[Start of Dataset rows]

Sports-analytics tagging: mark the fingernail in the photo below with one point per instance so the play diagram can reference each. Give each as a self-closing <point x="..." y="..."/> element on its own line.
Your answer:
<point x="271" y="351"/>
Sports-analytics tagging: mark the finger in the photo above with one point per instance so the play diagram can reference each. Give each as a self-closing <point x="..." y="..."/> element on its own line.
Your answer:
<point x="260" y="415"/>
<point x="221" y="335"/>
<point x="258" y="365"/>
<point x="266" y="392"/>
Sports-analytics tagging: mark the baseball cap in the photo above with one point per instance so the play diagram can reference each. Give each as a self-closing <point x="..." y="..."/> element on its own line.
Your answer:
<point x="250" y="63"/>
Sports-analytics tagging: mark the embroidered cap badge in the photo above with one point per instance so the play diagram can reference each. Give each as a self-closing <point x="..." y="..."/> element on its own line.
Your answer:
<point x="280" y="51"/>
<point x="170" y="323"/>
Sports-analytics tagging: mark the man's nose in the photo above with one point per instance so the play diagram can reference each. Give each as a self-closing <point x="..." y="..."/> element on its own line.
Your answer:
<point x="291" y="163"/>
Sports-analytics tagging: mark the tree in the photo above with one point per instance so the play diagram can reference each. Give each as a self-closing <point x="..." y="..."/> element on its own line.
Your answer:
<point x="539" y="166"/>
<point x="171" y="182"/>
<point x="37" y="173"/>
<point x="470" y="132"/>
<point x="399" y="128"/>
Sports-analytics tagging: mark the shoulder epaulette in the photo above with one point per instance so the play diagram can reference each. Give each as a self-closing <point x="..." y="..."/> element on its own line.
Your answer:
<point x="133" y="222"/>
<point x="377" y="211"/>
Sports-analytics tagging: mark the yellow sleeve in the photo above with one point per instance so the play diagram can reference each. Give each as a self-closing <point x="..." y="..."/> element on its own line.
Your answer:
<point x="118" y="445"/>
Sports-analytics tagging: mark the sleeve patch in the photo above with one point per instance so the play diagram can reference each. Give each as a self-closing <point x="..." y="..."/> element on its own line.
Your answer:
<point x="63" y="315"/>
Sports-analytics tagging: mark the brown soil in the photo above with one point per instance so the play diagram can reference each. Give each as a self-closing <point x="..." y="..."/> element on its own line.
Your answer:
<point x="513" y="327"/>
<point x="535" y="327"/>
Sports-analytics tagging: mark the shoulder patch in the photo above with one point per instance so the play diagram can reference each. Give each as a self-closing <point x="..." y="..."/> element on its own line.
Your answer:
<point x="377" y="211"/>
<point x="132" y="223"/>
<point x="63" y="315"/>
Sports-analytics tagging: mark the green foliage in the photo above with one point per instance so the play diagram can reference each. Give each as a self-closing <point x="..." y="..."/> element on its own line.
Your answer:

[End of Dataset rows]

Goal
Rewrite all of the lines above as a numbered list, omitting any blank lines.

Task response
1. Sports-analytics tagging: mark the fingernail in the photo below with one point per instance so the play diagram can reference each. Give each as a self-closing <point x="..." y="..."/> element on its own line.
2. Your answer:
3. <point x="271" y="351"/>
4. Sports-analytics tagging: mark the finger in the photo above with one point per instance so the play diagram can reference each. Give each as a self-closing <point x="..." y="..."/> element on its own line.
5. Your answer:
6. <point x="260" y="415"/>
7. <point x="221" y="335"/>
8. <point x="258" y="365"/>
9. <point x="266" y="392"/>
10. Sports-analytics tagging: mark the baseball cap in the photo above with one point per instance so the play diagram can reference each. Give each as a self-closing <point x="..." y="..."/> element on its own line.
11. Your answer:
12. <point x="250" y="63"/>
13. Sports-analytics tagging: mark the embroidered cap badge in the photo above with one point per instance so the play diagram can reference each. Give each as a self-closing <point x="..." y="..."/> element on its own line.
14. Your answer:
15. <point x="280" y="51"/>
16. <point x="170" y="323"/>
17. Sports-analytics tagging: mark the man's nose in the photo above with one point per instance so the play diagram can reference each. Give each as a self-closing <point x="..." y="..."/> element on its own line.
18. Your answer:
19. <point x="291" y="163"/>
20. Sports-analytics tagging: mark the tree in the photo above with one point per instance so the play diagram can reference each. Give each as a self-closing <point x="..." y="..."/> element on its own line.
21. Your answer:
22. <point x="539" y="166"/>
23. <point x="171" y="182"/>
24. <point x="37" y="173"/>
25. <point x="470" y="132"/>
26. <point x="399" y="128"/>
27. Sports-analytics tagging: mark the shoulder epaulette in the photo above with one point per instance so the play diagram can reference each. Give each as a self-closing <point x="..." y="..."/> element on its own line.
28. Your answer:
29. <point x="133" y="222"/>
30. <point x="377" y="211"/>
31. Sports-analytics tagging: mark the yellow sleeve in the photo above with one point per instance so the play diagram can reference each. Give each as a self-closing <point x="..." y="..."/> element on its own line.
32. Your answer:
33. <point x="118" y="445"/>
34. Sports-analytics tagging: mark the sleeve patch in the photo above with one point per instance so the play diagram can reference each. Give each as a self-closing <point x="..." y="..."/> element on its own line.
35. Your answer:
36. <point x="63" y="315"/>
37. Sports-analytics tagging: mark the brown soil in the photo above with one point per instance so the play diagram can reference each. Give each as a self-closing <point x="..." y="..."/> element on its own line.
38. Your answer:
39. <point x="513" y="327"/>
40. <point x="535" y="327"/>
41. Sports-analytics tagging: mark the shoulder patch in the photo above with one point per instance so the play diagram can reference each. Give each as a self-closing <point x="..." y="..."/> element on its own line.
42. Your answer:
43. <point x="377" y="211"/>
44. <point x="132" y="223"/>
45. <point x="63" y="315"/>
46. Sports-analytics tagging: mark the green foliage in the photo above with one point per instance so the play diagram can reference each. Give each as a self-closing <point x="..." y="..."/> element on its own line.
47. Your answer:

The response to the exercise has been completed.